WRITTEN EXERCISE
Resume the blog post about the restaurant story after its last line and carry it on.

DOCUMENT PASSAGE
■ ■ ■ ■
Because sometimes a status update just isn't enough.

07 June 2012

Well played, Karma... Well played.







The other night, my friend Lindsay called to tell me a HILARIOUS story about her mother.

Apparently, they had gone to a restaurant that had been recommended to them by a new friend, as they just recently moved from California to Bumfuck, Wyoming.  

After the cocktails arrived, Lindsay's mom announced, "I'm not feeling so good..." and then proceeded to projectile vomit right there at the table.

(I'm not going to go into as graphic of details as Lindsay did... Thanks, doll, for those images that will never leave my brain, by the way... but suffice it to say, it wasn't pretty.)

Lindsay, her baby, her mom and the booth they were sitting in were pretty well demolished.  After the mess was cleaned up (the poor, poor wait staff... omg... there is not a big enough tip in the world to make up for that) and Lindsay was packing up the baby and preparing herself to do the Walk Of Shame out of the restaurant, her mom announced, "I feel better now!  Want to stay and eat?" and then proceeded to finish her margarita.


Could someone please hand me my drink and an appetizer?
■ ■ ■ ■
STORED DATA
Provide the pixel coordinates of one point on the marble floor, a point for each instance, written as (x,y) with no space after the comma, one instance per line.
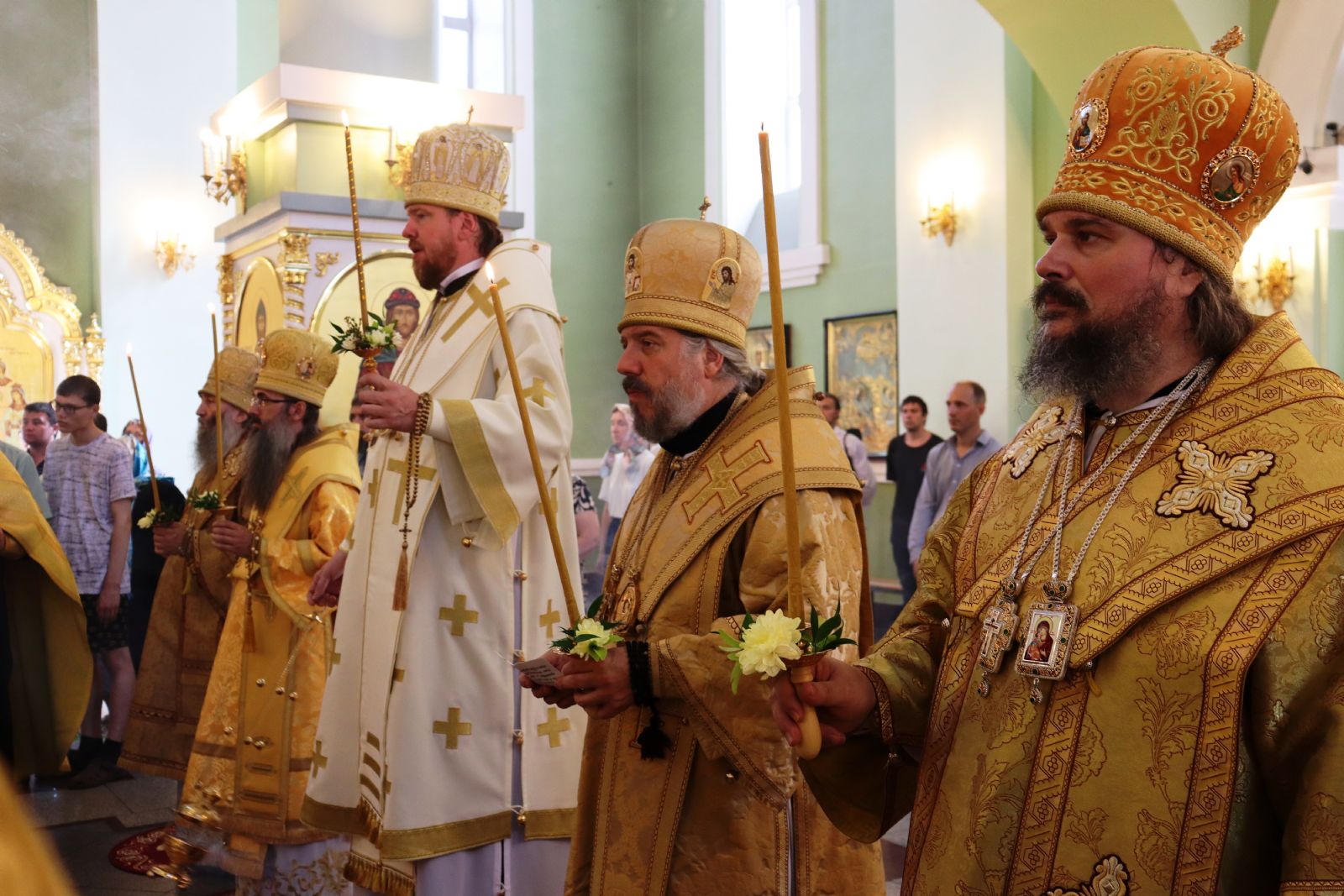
■ ■ ■ ■
ANSWER TO THIS TASK
(That's my favorite part, right there.  Seriously.  Lindsay's mom is freaking ROCK STAR.)


Upon hearing this story, I literally laughed myself into a pants-wetting asthma attack.  No lie.  We howled with hilarity as Lindsay described how she now calls her mother "Chuck" and I cracked myself up to the point of no return by saying, "What's UP, Chuck?" and "Hey, Chuck... how are Ralph and Huey?"  

Oh, how our gales of girlish guffaws traveled down the phone wires that night!

Oh, how we enjoyed ourselves at Lindsay's mom's expense!


Oh, how I entertained my in-laws this past weekend with this delightful little saga of vomit and embarrassment!


Me, 6758 times before, during, and after relating this story:  "Oh my God... can you imagine?  I would have died on the spot!!  HILARIOUS!"






Flash forward to last night:

Dan and I decided to try a new restaurant last night and went to a local Mongolian Grill.  The ambiance was nice, the art work beautiful, the place smelled divine.  I was super excited because, well, Number 1:  Food was involved and Number 2:  I'd never had Mongolian Grill before.  I've never been a giant fan of Asian cuisine but everyone assured me I would love this, so hey... what's the worst thing that could happen, right?

RIGHT?



The restaurant featured a charming and well stocked buffet filled with delectable side dishes that you could add to your entree'.  Not being a fan of buffets, I was still intrigued... but cautious.

OR SO I THOUGHT.

I filled my plate with pickled pears and cucumbers (delish), averted my eyes from the squid salad (seriously... WTF???) and went a little piggy with the fresh cut fruit.  


Squid salad.  SQUID SALAD.  That is just every kind of wrong there is.

Then I noticed some stuffed clams that looked UH. MAY. ZING.

The description over the dish read "Delicious seafood stuffed clam shell with Asian twist."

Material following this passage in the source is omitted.